═══ Record extracts

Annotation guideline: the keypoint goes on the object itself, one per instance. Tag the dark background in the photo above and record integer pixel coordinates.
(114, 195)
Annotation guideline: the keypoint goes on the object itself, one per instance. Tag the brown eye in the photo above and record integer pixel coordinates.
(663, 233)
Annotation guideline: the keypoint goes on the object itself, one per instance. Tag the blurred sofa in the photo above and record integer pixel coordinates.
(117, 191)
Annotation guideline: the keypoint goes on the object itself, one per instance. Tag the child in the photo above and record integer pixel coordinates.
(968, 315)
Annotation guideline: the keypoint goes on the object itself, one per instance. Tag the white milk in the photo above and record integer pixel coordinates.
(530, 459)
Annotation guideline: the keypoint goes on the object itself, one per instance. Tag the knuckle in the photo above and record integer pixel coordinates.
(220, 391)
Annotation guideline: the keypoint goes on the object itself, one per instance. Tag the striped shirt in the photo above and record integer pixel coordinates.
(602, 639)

══════

◆ **Work request**:
Give back the complete data, each line unchanged.

◆ **Reply**:
Annotation guideline: the keypoint goes on the object itself, one per instance. Tag the dark background in the photo above and record integer pixel coordinates.
(114, 195)
Annotation guideline: the keypoint goes on the object itself, one per instance. Tag the brown eye in the photo above and record integer pixel coordinates.
(663, 233)
Annotation guideline: the keypoint goes on the object itself, one per instance. Tag the blurred sofa in the photo above and record integer pixel coordinates.
(117, 191)
Annotation guideline: the keypoint goes on the object itself, one per instance. Tag the child in the photo above and record integer pixel coordinates.
(968, 315)
Annotation guideline: the keypoint goes on the object itself, one per instance. Tag the white milk in the photo above and record integer pixel coordinates.
(530, 459)
Annotation guideline: the keypoint goes on the object itself, one per instance. Tag the knuckle in the photo above and record integer pixel coordinates.
(220, 391)
Annotation guideline: the keypoint goes on the object itself, one per instance. Tag the striped shirt in the photo above and record integer pixel coordinates.
(602, 639)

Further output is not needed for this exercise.